◆ Work to be completed ◆
Report every line in the rows below that contains the string "headlight", copying each such line in full.

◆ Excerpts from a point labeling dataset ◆
** start **

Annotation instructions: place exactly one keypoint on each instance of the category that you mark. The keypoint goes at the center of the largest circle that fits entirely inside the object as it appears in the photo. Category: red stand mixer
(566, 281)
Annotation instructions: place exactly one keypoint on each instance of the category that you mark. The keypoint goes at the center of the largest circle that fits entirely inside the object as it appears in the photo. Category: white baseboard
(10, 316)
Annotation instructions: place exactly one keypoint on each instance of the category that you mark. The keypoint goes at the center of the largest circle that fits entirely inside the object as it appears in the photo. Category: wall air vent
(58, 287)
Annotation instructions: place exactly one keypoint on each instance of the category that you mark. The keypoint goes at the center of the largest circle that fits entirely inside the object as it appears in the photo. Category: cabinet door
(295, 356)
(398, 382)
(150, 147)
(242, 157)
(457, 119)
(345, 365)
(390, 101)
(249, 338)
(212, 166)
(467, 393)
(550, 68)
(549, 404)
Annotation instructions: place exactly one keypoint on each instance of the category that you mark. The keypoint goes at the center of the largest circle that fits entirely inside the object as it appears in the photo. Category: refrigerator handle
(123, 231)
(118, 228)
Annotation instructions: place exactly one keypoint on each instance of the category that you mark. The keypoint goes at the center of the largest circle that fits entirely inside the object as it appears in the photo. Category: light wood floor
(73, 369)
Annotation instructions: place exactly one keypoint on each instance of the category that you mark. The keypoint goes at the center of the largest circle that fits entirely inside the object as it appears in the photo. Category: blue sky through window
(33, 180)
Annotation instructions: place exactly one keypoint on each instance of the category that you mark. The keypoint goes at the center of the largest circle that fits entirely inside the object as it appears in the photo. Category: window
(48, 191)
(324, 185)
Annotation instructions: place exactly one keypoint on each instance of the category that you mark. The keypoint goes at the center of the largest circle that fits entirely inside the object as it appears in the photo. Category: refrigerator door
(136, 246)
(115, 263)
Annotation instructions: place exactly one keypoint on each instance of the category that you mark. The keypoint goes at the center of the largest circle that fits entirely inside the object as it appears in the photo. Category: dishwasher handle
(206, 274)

** end **
** start **

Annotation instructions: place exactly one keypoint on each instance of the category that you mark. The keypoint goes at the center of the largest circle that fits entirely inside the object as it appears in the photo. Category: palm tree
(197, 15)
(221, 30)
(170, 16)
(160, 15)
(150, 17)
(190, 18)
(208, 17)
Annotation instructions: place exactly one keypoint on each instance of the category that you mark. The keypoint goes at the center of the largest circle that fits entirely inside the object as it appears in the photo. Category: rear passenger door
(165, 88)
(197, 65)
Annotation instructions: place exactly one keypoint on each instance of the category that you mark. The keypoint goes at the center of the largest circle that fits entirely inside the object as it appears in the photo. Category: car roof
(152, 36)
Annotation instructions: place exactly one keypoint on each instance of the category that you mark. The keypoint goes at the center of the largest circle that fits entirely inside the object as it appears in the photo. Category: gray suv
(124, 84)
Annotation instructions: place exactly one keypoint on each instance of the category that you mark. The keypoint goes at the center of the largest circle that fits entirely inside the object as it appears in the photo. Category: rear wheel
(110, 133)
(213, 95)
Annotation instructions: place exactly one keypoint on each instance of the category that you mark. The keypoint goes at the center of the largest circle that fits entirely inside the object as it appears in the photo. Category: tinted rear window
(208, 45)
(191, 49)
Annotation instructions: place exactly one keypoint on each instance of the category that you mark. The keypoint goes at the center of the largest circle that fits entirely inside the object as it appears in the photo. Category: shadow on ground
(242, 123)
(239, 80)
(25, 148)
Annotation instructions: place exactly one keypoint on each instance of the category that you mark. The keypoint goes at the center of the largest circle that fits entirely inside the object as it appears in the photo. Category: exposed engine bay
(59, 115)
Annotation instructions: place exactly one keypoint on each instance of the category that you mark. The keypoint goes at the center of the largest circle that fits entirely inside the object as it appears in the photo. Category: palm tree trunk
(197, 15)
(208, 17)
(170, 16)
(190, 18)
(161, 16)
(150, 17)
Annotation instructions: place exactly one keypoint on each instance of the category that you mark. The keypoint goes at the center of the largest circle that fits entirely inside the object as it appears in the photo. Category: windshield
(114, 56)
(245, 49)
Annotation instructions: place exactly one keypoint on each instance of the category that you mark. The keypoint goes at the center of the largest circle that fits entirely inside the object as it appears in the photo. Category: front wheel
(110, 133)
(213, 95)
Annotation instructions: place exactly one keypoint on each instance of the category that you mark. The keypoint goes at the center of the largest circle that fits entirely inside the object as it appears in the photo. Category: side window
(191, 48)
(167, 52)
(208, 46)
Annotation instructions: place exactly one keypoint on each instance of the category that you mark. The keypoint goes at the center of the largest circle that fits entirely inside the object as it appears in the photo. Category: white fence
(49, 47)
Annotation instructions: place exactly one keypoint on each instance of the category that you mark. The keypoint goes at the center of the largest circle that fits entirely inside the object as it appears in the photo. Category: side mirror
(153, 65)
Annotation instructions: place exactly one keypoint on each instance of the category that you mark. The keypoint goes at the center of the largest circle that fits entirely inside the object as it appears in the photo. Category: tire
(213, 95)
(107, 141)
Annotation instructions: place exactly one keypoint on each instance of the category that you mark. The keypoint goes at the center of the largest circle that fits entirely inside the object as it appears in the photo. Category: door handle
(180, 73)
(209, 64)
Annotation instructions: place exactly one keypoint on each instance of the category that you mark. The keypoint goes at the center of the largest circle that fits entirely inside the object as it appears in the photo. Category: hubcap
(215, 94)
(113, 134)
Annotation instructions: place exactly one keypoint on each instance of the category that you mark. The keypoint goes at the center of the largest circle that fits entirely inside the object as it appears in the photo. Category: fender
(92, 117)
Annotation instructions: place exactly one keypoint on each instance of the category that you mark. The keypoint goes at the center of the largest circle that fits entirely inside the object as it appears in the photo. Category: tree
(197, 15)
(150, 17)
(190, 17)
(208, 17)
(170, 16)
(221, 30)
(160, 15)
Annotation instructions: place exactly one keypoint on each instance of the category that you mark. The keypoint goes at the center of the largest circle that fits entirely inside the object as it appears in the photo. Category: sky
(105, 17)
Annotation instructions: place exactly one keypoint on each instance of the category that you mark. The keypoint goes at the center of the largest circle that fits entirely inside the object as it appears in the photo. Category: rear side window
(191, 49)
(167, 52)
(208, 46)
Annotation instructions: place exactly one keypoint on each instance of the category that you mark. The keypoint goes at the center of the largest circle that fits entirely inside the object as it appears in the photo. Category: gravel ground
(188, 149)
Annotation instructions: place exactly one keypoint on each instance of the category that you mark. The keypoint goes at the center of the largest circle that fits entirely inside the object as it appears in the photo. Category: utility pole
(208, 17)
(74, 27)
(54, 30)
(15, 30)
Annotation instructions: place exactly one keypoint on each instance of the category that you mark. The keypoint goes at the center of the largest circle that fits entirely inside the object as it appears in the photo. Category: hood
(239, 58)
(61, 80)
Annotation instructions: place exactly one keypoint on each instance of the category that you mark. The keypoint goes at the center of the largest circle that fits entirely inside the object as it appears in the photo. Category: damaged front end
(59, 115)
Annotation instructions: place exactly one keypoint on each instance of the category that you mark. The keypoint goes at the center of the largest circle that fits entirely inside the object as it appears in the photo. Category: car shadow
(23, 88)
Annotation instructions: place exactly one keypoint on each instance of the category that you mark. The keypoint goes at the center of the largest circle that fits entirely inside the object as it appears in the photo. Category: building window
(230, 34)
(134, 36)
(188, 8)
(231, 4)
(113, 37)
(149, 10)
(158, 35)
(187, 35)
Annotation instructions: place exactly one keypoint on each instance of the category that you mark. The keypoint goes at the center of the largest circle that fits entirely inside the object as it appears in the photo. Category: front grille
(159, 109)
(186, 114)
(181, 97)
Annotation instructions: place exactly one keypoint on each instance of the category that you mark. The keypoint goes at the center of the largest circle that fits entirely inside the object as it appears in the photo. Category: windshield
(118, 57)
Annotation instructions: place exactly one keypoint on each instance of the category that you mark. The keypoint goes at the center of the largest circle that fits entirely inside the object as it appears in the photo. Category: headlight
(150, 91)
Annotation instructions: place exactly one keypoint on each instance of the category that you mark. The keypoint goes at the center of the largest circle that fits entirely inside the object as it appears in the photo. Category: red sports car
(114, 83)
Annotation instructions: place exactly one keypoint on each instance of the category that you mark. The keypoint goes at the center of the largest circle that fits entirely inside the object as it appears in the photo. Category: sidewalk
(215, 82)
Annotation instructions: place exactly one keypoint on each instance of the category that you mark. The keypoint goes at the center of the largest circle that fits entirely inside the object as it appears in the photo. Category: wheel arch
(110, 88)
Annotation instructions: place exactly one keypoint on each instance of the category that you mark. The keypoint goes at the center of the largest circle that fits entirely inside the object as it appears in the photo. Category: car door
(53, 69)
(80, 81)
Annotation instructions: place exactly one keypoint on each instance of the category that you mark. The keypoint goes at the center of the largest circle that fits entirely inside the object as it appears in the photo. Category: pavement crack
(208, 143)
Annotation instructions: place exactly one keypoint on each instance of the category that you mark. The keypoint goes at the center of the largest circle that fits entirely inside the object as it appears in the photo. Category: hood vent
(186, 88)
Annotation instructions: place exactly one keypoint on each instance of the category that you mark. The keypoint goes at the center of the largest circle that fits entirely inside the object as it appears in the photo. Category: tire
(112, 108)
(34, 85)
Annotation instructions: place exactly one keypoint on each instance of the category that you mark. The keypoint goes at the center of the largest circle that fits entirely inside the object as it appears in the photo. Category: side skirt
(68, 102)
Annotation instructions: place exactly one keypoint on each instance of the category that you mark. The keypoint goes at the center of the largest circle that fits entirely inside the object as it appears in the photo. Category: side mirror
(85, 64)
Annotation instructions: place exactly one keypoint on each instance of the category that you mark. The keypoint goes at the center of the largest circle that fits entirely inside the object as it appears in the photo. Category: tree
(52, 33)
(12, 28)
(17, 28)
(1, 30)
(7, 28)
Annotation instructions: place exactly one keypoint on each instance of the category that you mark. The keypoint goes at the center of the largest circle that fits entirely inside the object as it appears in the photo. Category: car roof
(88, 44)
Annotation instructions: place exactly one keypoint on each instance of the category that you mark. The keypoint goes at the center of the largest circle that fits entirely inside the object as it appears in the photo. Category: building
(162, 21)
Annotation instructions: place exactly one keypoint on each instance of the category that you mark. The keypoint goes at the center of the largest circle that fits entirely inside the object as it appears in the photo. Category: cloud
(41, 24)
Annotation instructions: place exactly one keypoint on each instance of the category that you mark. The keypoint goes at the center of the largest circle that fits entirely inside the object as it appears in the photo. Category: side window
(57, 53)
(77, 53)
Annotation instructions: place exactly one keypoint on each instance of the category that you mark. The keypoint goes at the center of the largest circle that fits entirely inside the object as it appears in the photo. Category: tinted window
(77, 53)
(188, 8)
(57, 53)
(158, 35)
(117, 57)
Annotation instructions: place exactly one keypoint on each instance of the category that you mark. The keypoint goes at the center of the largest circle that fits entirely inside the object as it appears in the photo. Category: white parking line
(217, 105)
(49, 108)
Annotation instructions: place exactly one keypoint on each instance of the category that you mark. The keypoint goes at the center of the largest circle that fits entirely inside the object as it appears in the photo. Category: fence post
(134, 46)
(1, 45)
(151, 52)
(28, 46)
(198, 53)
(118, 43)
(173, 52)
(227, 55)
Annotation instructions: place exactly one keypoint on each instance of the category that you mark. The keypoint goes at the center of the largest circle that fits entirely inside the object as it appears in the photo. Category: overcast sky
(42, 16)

** end **

◆ Answer for the task ◆
Annotation instructions: place exactly one keypoint on each instance of the category that you mark. The keypoint goes at the center of the largest circle that fits entirely inside the object as it appears in the photo. Category: headlight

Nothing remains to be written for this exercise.